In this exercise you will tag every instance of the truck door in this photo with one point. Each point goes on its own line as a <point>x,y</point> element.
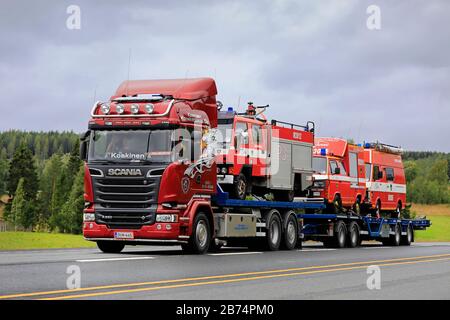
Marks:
<point>258,151</point>
<point>340,182</point>
<point>241,144</point>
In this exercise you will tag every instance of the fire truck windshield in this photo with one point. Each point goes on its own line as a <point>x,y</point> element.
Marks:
<point>223,135</point>
<point>320,165</point>
<point>131,146</point>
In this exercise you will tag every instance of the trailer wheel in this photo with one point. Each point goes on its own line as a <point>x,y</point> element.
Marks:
<point>394,240</point>
<point>353,239</point>
<point>274,231</point>
<point>239,189</point>
<point>337,204</point>
<point>290,234</point>
<point>201,236</point>
<point>284,195</point>
<point>340,235</point>
<point>110,246</point>
<point>409,237</point>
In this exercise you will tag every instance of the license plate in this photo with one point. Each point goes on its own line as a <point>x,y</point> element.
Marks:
<point>123,235</point>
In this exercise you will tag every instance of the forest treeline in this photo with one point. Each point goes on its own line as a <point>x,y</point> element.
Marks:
<point>43,173</point>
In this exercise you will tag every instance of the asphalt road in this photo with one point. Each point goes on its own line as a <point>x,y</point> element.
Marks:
<point>421,271</point>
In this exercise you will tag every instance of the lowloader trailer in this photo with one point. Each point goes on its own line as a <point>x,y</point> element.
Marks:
<point>334,230</point>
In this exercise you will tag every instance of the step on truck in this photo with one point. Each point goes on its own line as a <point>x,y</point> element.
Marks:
<point>150,178</point>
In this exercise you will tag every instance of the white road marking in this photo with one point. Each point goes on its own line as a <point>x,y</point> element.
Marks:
<point>115,259</point>
<point>232,253</point>
<point>315,250</point>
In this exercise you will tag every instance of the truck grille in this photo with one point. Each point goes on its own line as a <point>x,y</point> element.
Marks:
<point>125,202</point>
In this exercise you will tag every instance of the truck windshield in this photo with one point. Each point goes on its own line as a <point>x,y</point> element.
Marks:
<point>135,146</point>
<point>320,165</point>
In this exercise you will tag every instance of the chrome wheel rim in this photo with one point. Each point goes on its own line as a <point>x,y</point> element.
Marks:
<point>201,233</point>
<point>290,232</point>
<point>274,232</point>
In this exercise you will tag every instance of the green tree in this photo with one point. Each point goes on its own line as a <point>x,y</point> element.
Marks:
<point>22,166</point>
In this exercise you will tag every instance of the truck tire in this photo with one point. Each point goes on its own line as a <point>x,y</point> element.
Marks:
<point>394,240</point>
<point>409,237</point>
<point>239,188</point>
<point>353,235</point>
<point>201,236</point>
<point>337,204</point>
<point>290,234</point>
<point>110,246</point>
<point>283,195</point>
<point>273,231</point>
<point>340,235</point>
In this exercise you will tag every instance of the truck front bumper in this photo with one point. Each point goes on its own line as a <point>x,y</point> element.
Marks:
<point>225,179</point>
<point>158,232</point>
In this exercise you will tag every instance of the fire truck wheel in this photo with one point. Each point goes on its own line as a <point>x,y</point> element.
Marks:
<point>340,234</point>
<point>409,238</point>
<point>201,236</point>
<point>239,190</point>
<point>357,207</point>
<point>290,235</point>
<point>110,246</point>
<point>353,239</point>
<point>337,204</point>
<point>394,240</point>
<point>273,231</point>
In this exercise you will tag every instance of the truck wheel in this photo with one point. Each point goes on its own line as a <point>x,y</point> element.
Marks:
<point>290,235</point>
<point>353,239</point>
<point>110,246</point>
<point>239,190</point>
<point>337,204</point>
<point>201,236</point>
<point>408,239</point>
<point>340,235</point>
<point>357,207</point>
<point>273,232</point>
<point>284,195</point>
<point>394,240</point>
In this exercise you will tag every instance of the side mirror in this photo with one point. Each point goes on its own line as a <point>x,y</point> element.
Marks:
<point>84,144</point>
<point>83,150</point>
<point>244,137</point>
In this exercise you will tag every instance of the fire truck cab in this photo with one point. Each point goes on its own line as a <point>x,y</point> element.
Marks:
<point>385,178</point>
<point>260,157</point>
<point>339,175</point>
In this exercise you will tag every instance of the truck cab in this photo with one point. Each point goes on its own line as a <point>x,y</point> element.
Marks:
<point>385,178</point>
<point>339,175</point>
<point>145,170</point>
<point>261,157</point>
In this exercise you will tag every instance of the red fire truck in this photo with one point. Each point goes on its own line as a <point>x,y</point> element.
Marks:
<point>339,174</point>
<point>260,157</point>
<point>386,182</point>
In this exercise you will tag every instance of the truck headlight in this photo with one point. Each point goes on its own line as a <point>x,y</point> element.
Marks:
<point>88,217</point>
<point>166,218</point>
<point>120,108</point>
<point>134,108</point>
<point>319,184</point>
<point>105,108</point>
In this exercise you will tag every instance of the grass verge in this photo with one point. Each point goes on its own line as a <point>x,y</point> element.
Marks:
<point>36,240</point>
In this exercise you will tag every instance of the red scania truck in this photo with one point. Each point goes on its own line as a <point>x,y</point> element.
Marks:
<point>149,179</point>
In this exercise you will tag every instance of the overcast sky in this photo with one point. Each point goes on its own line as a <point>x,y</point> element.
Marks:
<point>310,60</point>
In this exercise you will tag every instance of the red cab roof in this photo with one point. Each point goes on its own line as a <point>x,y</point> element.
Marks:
<point>189,89</point>
<point>334,146</point>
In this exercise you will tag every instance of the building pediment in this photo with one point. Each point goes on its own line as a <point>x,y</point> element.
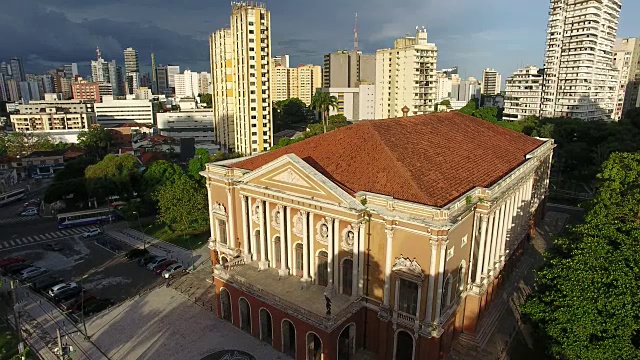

--

Reproduce every item above, replacing "photo" with "image" throughout and leaving all other text unchanged. Omit the pictures from your answer.

In this exercise you will tag every instance of the truck door in this image with one point. Each point goes on its own line as a <point>x,y</point> element.
Marks:
<point>258,151</point>
<point>340,182</point>
<point>241,144</point>
In this exercise you will tag every instance of the fire truck windshield in this image with one point. Each point goes on its own line as a <point>x,y</point> element.
Marks:
<point>223,135</point>
<point>320,165</point>
<point>131,146</point>
In this exercise you will tag every instance of the trailer wheel in this image with one point. Each point goes on its own line as a <point>x,y</point> element.
Marks:
<point>394,240</point>
<point>353,239</point>
<point>274,231</point>
<point>239,189</point>
<point>337,204</point>
<point>290,234</point>
<point>201,236</point>
<point>284,195</point>
<point>340,235</point>
<point>110,246</point>
<point>409,237</point>
In this exercise you will tag every instance of the license plate in this image with one point. Each point goes on its own line as a <point>x,y</point> element.
Marks:
<point>123,235</point>
In this exercise you will tag every instance of the forest treeline in this image with one point. Each point goes on its own line as a <point>x,y</point> element.
Marks:
<point>43,173</point>
In this exercise you will tag every instance of the asphalt road in this image with one point. Each point goes on its own line as a <point>x,y</point> element.
Marks:
<point>421,271</point>
In this exercise you will tag every instance of the lowloader trailer in this image with one point. Each point goes on its own line as a <point>x,y</point> element.
Marks:
<point>334,230</point>
In this exercise you will tag every instance of the step on truck in this image with one point. Each point goes on its own line as a <point>x,y</point> element.
Marks:
<point>150,178</point>
In this exercise you will tag every instance of the white road marking in this image with one point. Each point goes on its own line as a <point>x,y</point> element.
Marks:
<point>115,259</point>
<point>232,253</point>
<point>315,250</point>
In this exercise you will tag every instance of the truck grille in this image with one point. Each point goes on its own line as a <point>x,y</point> element.
Marks:
<point>125,202</point>
In this exercise you will tag every instance of the truck windshield in this image with one point. Each point goes on its own line as a <point>x,y</point> element.
Marks:
<point>135,146</point>
<point>320,165</point>
In this exercise you will tag every instance of the chrome wheel rim in this image with one point. Each point goes on its own line as a <point>x,y</point> element.
Marks:
<point>201,233</point>
<point>290,232</point>
<point>274,232</point>
In this exercise you will tag every instance of the green tree in this image with one point. Each point goes on its own line as a <point>x,y</point> element.
Marks:
<point>22,166</point>
In this exercise you will tag every instance of the truck tire in this image with one point. Each point goes on its own line as a <point>x,y</point> element.
Marks:
<point>394,240</point>
<point>409,237</point>
<point>239,188</point>
<point>353,235</point>
<point>201,236</point>
<point>337,204</point>
<point>290,234</point>
<point>110,246</point>
<point>283,195</point>
<point>273,231</point>
<point>340,235</point>
In this exercise you will tag every instance of the truck front bumper in this image with one point. Each point goes on its own line as a <point>x,y</point> element.
Marks:
<point>225,179</point>
<point>158,232</point>
In this exercise you will tag every instance of the fire truck wheel in this image with one point. Each point goes on its own line as a <point>x,y</point> element.
Marks:
<point>340,234</point>
<point>409,238</point>
<point>201,236</point>
<point>239,190</point>
<point>357,207</point>
<point>290,235</point>
<point>110,246</point>
<point>353,239</point>
<point>337,204</point>
<point>394,240</point>
<point>273,231</point>
In this exercise you will tag every instance of the truck wheel in this image with one point. Each point goes on its own line as a <point>x,y</point> element.
Marks:
<point>290,235</point>
<point>353,239</point>
<point>110,246</point>
<point>239,190</point>
<point>337,204</point>
<point>201,236</point>
<point>408,239</point>
<point>340,235</point>
<point>357,207</point>
<point>273,232</point>
<point>284,195</point>
<point>394,240</point>
In this exercise you will tag every instance of the side mirror in this image with one point. Each point goes on its own line as a <point>x,y</point> element.
Marks:
<point>84,144</point>
<point>83,150</point>
<point>244,137</point>
In this exercise you will tag every instance of the fire truck cab in this image with one point. Each point goes on its own line as a <point>x,y</point> element.
Marks:
<point>385,178</point>
<point>260,157</point>
<point>339,175</point>
In this exercise you will tag every instance of the truck cab in this image with one point. Each point goes on its own line as a <point>x,y</point> element.
Marks:
<point>385,178</point>
<point>339,175</point>
<point>145,170</point>
<point>261,157</point>
In this exercise you will tag every instance of the red fire truck in this image with one point. Each point goes on its own line as a <point>x,y</point> element.
Marks:
<point>339,174</point>
<point>260,157</point>
<point>386,182</point>
In this exercise you will tag every instance of the truck headlight in this image with one point. Each point goes on its own line as a <point>x,y</point> element.
Marks:
<point>88,217</point>
<point>166,218</point>
<point>120,108</point>
<point>134,108</point>
<point>319,184</point>
<point>105,108</point>
In this exercise you will tag every instance of the grass verge in this image with one point. Each point goes on its own line as a <point>x,y</point> element.
Marks:
<point>36,240</point>
In this exercise you will tag every instance of the red scania truck in this image with one point. Each point goes on its own line as a <point>x,y</point> element.
Marks:
<point>149,179</point>
In this exercise you will tag every instance of the overcast sky in this image with one point. Each point goes on its own line as a <point>x,y</point> element.
Marks:
<point>310,60</point>
In this exercise you will tag every instance of the red cab roof in this image with one point. Each point goes on its own line as a <point>x,y</point> element.
Marks:
<point>189,89</point>
<point>334,146</point>
In this exercise you will tag every instance of the building pediment in this image with one point. Each point goes on its own line as a <point>x,y</point> element.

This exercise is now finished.